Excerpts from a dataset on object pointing
+ + + + +
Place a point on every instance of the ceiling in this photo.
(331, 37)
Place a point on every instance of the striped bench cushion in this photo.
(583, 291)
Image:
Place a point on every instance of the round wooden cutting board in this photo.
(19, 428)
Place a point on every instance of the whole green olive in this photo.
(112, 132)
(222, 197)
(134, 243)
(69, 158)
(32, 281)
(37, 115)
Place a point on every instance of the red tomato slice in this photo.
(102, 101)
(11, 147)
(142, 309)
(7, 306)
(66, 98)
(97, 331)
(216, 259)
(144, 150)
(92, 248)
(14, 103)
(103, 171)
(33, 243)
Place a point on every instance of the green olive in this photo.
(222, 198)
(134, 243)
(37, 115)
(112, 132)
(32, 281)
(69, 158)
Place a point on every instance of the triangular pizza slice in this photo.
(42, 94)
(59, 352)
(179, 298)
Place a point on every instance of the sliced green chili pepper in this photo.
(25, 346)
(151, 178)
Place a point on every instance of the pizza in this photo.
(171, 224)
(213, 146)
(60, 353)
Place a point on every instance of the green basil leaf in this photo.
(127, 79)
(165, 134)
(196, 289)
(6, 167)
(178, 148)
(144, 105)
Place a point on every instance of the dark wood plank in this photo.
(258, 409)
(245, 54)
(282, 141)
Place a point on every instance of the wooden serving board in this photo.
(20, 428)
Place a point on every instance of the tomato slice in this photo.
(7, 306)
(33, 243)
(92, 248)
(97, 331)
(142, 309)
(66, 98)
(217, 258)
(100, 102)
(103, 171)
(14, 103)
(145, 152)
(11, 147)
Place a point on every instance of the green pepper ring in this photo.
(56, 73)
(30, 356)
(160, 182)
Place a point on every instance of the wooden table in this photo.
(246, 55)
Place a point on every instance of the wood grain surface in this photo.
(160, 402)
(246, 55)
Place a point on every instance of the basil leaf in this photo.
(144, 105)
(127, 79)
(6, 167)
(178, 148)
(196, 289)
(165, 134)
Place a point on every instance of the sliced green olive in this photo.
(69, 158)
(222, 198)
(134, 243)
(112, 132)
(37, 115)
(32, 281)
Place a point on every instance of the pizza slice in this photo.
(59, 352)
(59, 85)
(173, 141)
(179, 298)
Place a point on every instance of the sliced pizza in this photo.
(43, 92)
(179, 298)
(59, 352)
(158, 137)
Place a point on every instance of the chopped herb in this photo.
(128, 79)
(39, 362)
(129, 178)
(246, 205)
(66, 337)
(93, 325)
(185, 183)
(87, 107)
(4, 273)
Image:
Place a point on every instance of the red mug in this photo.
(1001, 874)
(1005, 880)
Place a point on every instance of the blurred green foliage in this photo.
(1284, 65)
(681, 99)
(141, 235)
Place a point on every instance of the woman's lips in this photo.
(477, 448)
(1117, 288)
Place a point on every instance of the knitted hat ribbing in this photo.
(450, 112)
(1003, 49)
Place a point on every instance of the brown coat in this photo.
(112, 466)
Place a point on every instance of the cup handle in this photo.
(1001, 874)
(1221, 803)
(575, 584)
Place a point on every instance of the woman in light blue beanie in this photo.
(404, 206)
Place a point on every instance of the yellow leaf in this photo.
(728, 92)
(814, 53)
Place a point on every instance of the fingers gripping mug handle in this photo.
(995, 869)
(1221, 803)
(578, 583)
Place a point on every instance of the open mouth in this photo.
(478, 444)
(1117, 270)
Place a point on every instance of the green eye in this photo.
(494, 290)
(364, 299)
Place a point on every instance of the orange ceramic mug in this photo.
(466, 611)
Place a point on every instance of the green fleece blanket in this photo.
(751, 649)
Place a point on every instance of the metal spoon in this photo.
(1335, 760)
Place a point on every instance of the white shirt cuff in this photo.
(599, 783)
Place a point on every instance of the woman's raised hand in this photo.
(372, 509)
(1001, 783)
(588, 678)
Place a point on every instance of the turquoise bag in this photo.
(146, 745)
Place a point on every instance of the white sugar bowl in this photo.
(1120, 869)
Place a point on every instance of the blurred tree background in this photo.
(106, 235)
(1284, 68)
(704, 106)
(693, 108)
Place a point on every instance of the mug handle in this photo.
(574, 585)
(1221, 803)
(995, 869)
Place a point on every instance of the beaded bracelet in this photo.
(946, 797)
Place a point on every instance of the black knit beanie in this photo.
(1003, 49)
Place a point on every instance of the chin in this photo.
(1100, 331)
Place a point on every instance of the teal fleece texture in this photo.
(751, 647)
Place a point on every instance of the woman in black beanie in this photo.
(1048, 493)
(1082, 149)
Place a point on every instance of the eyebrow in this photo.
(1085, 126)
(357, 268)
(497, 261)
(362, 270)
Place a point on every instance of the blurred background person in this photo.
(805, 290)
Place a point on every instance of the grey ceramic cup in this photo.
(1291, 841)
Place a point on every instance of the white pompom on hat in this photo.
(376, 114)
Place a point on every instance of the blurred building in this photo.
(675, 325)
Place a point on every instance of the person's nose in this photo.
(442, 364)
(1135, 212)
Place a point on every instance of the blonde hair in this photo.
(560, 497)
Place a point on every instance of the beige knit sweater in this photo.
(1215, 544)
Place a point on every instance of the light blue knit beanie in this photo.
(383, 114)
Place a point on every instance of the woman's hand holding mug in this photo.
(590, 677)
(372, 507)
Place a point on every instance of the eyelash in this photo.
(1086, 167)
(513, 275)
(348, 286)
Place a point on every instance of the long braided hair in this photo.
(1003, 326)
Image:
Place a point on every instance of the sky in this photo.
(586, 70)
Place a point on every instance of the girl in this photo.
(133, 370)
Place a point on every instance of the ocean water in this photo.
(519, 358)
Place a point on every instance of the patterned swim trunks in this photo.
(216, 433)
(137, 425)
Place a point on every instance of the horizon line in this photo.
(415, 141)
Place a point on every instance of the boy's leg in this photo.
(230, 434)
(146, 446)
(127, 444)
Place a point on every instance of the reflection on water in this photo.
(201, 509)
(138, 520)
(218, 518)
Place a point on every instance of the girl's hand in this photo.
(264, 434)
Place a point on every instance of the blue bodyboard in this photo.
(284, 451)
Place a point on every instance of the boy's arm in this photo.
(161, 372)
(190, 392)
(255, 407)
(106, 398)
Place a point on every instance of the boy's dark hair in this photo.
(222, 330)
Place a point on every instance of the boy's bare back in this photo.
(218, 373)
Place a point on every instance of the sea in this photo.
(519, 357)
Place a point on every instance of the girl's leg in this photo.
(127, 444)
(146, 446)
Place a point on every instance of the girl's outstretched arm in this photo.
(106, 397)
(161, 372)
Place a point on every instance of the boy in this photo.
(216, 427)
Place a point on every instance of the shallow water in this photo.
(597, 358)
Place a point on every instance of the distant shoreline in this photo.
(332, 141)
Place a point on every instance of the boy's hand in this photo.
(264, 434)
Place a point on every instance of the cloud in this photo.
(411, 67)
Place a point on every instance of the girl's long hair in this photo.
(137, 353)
+ + + + +
- _TASK DIRECTIONS_:
Render the whole listing above as a numbered list, leaving out any blank lines.

- _FULL OUTPUT_:
1. Place a point on every instance of the ceiling in this photo.
2. (331, 37)
3. Place a point on every instance of the striped bench cushion in this photo.
4. (583, 291)
5. Image:
6. Place a point on every instance of the round wooden cutting board in this photo.
7. (19, 428)
8. Place a point on every instance of the whole green olive in this photo.
9. (112, 132)
10. (222, 197)
11. (134, 243)
12. (69, 158)
13. (32, 281)
14. (37, 115)
15. Place a point on every instance of the red tomato slice in this photo.
16. (102, 101)
17. (11, 147)
18. (142, 309)
19. (7, 306)
20. (66, 98)
21. (97, 331)
22. (216, 259)
23. (144, 150)
24. (92, 248)
25. (14, 103)
26. (103, 171)
27. (33, 243)
28. Place a point on every instance of the green olive in this photo.
29. (222, 198)
30. (134, 243)
31. (37, 115)
32. (112, 132)
33. (32, 281)
34. (69, 158)
35. Place a point on every instance of the triangular pizza slice in this photo.
36. (42, 94)
37. (59, 352)
38. (179, 298)
39. Place a point on every instance of the sliced green chili pepper in this photo.
40. (25, 346)
41. (151, 178)
42. Place a point on every instance of the pizza in this photo.
43. (171, 224)
44. (213, 146)
45. (60, 353)
46. Place a point on every instance of the green basil leaf in this photo.
47. (127, 79)
48. (165, 134)
49. (196, 289)
50. (6, 167)
51. (178, 148)
52. (144, 105)
53. Place a point on every instance of the dark wood plank in this photo.
54. (258, 409)
55. (245, 54)
56. (282, 141)
57. Place a point on every instance of the wooden serving board in this photo.
58. (20, 428)
59. Place a point on every instance of the tomato slice in this photo.
60. (7, 306)
61. (33, 243)
62. (92, 248)
63. (97, 331)
64. (142, 309)
65. (66, 98)
66. (217, 258)
67. (100, 102)
68. (103, 171)
69. (14, 103)
70. (145, 152)
71. (11, 147)
72. Place a point on every instance of the green pepper ring in this photo.
73. (56, 73)
74. (30, 356)
75. (160, 182)
76. Place a point on every instance of the wooden table in this photo.
77. (246, 55)
78. Place a point on every instance of the wood grain surface in this photo.
79. (160, 402)
80. (246, 55)
81. Place a point on every instance of the basil leaf in this photo.
82. (144, 105)
83. (127, 79)
84. (6, 167)
85. (178, 148)
86. (196, 289)
87. (165, 134)
88. Place a point on every instance of the sliced green olive in this photo.
89. (69, 158)
90. (222, 198)
91. (134, 243)
92. (112, 132)
93. (37, 115)
94. (32, 281)
95. Place a point on every instance of the pizza slice in this photo.
96. (59, 352)
97. (59, 85)
98. (173, 141)
99. (179, 298)
100. Place a point on every instance of the sliced pizza in this photo.
101. (43, 92)
102. (179, 298)
103. (59, 352)
104. (158, 137)
105. Place a point on every instance of the chopped herb in this photo.
106. (128, 79)
107. (39, 362)
108. (129, 178)
109. (246, 205)
110. (66, 337)
111. (93, 325)
112. (185, 183)
113. (87, 107)
114. (4, 273)
115. Image:
116. Place a point on every instance of the red mug in this photo.
117. (1001, 874)
118. (1005, 880)
119. Place a point on every instance of the blurred green foliage in this photo.
120. (1284, 65)
121. (681, 99)
122. (141, 235)
123. Place a point on every instance of the woman's lips in this photo.
124. (477, 448)
125. (1117, 288)
126. Place a point on every instance of the knitted hat ribbing in this photo.
127. (450, 112)
128. (1003, 49)
129. Place a point on every instance of the brown coat in this photo.
130. (112, 466)
131. Place a point on every instance of the cup handle in this photo.
132. (1001, 874)
133. (1221, 803)
134. (575, 584)
135. Place a point on every instance of the woman in light blue beanie in this photo.
136. (404, 206)
137. Place a point on every instance of the yellow leaf in this photo.
138. (728, 92)
139. (814, 53)
140. Place a point on every instance of the fingers gripping mug handle in this photo.
141. (995, 869)
142. (1221, 803)
143. (578, 583)
144. Place a point on every instance of the open mouth in this photo.
145. (478, 444)
146. (1117, 270)
147. Place a point on every instance of the green eye in this photo.
148. (494, 290)
149. (364, 299)
150. Place a point on every instance of the orange ceramic mug in this photo.
151. (466, 611)
152. Place a point on every instance of the green fleece blanket in this photo.
153. (751, 649)
154. Place a point on every instance of the metal spoon in this photo.
155. (1335, 760)
156. Place a point on every instance of the white shirt cuff in this photo.
157. (599, 783)
158. Place a point on every instance of the woman's raised hand in this photo.
159. (372, 509)
160. (1001, 783)
161. (588, 678)
162. Place a point on every instance of the turquoise bag in this photo.
163. (146, 745)
164. Place a point on every instance of the white sugar bowl in this photo.
165. (1120, 869)
166. Place a point on every instance of the blurred tree background in this photo.
167. (106, 235)
168. (1284, 68)
169. (704, 106)
170. (693, 108)
171. Place a point on every instance of the mug handle in this photo.
172. (574, 585)
173. (1221, 803)
174. (995, 869)
175. Place a point on every instance of the beaded bracelet in this photo.
176. (946, 797)
177. Place a point on every instance of the black knit beanie in this photo.
178. (1003, 49)
179. Place a point on every instance of the chin in this photo.
180. (1100, 331)
181. Place a point on every instance of the teal fleece texture in this photo.
182. (751, 647)
183. Place a point on every instance of the woman in black beanie in this photo.
184. (1048, 493)
185. (1082, 149)
186. Place a point on every instance of the eyebrow in this photo.
187. (1085, 126)
188. (357, 268)
189. (497, 261)
190. (362, 270)
191. Place a point on every instance of the blurred background person in this photo.
192. (805, 290)
193. Place a point on every instance of the grey ceramic cup in this photo.
194. (1291, 841)
195. Place a point on every instance of the white pompom on hat in this photo.
196. (376, 114)
197. Place a point on every instance of the blurred building in this photo.
198. (675, 325)
199. Place a point on every instance of the person's nose in this photo.
200. (442, 364)
201. (1135, 212)
202. Place a point on every instance of the blonde hair in this photo.
203. (560, 497)
204. Place a point on every instance of the beige knit sweater in this photo.
205. (1215, 544)
206. Place a point on every instance of the light blue knit beanie in this photo.
207. (383, 114)
208. Place a point on every instance of the woman's hand holding mug in this photo.
209. (590, 677)
210. (372, 507)
211. Place a point on every instance of the eyelash in this photo.
212. (1086, 167)
213. (513, 275)
214. (348, 286)
215. Place a point on every instance of the long braided hair in this photo.
216. (1003, 326)
217. Image:
218. Place a point on every instance of the sky in this photo.
219. (586, 70)
220. Place a point on every instance of the girl in this photo.
221. (133, 370)
222. Place a point on every instance of the ocean water in this photo.
223. (519, 358)
224. Place a point on every instance of the patterned swim trunks in this photo.
225. (216, 433)
226. (137, 425)
227. Place a point on every instance of the horizon line in this photo.
228. (415, 141)
229. Place a point on every instance of the boy's leg in this photo.
230. (230, 434)
231. (146, 446)
232. (127, 444)
233. Place a point on every instance of the reflection on water in this photo.
234. (201, 509)
235. (138, 520)
236. (218, 518)
237. Place a point on every instance of the girl's hand in this photo.
238. (264, 434)
239. Place a point on every instance of the blue bodyboard in this photo.
240. (284, 451)
241. Place a point on every instance of the boy's arm in this photo.
242. (161, 372)
243. (190, 392)
244. (255, 407)
245. (106, 398)
246. Place a point on every instance of the boy's dark hair in this photo.
247. (222, 330)
248. Place a point on every instance of the boy's bare back in this photo.
249. (218, 373)
250. Place a point on every instance of the sea in this photo.
251. (519, 357)
252. Place a point on every instance of the girl's leg in this photo.
253. (127, 444)
254. (146, 446)
255. Place a point on every instance of the girl's outstretched arm in this photo.
256. (106, 397)
257. (161, 372)
258. Place a point on every instance of the boy in this photo.
259. (216, 427)
260. Place a point on every instance of the shallow water in this photo.
261. (597, 358)
262. Place a point on every instance of the distant shoreline in this photo.
263. (332, 141)
264. Place a point on every instance of the boy's hand in this photo.
265. (264, 434)
266. Place a point on every instance of the cloud in this photo.
267. (411, 67)
268. Place a point on every instance of the girl's long hair in this photo.
269. (137, 353)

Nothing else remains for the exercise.